▶ _Exercise_
Reproduce verbatim the line where "Our automated classifier says the mossy" occurs, along with all following lines down to the last line of the data.
- - - - -
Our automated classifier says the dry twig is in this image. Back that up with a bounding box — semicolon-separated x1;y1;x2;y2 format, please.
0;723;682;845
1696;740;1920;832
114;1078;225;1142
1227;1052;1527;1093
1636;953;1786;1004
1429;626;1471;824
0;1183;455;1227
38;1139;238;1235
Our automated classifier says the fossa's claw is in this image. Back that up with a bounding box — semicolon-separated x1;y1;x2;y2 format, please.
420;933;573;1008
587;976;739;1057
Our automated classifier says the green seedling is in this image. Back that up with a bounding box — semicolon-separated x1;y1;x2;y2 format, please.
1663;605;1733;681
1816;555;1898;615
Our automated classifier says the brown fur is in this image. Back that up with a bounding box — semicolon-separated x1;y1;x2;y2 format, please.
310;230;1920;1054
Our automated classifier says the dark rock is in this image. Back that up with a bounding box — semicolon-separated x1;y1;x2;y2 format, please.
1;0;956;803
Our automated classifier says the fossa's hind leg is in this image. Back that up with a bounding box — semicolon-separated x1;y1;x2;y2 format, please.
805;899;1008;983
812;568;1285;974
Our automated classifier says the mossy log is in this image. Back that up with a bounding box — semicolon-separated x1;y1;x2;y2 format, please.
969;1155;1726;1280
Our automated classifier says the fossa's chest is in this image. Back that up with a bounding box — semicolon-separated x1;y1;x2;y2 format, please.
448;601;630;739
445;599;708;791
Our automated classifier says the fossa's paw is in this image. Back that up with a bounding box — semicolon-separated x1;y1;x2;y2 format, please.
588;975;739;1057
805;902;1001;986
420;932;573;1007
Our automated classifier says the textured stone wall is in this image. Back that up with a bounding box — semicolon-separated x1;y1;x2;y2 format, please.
- - - - -
▶ _Solution to the problem_
Our automated classifier says the mossy log is in this image. Back that up with a bounding box — semicolon-separated x1;y1;x2;y2 format, please.
969;1155;1726;1280
Our automated classifier says the fossa's chest is in this image. Back that up with a bounding box — semicolon-separated x1;y1;x2;y2 format, please.
448;601;630;739
445;599;708;791
Our automated classifier says the fossa's paw is in this image. Back that up with a bounding box — semicolon-separated x1;y1;x2;y2 format, please.
588;975;739;1057
805;902;1001;986
420;932;573;1007
Our automated classifier says the textured stone wall is in this image. Back that up with a bounding box — semicolon-separated x1;y1;x2;y2 format, please.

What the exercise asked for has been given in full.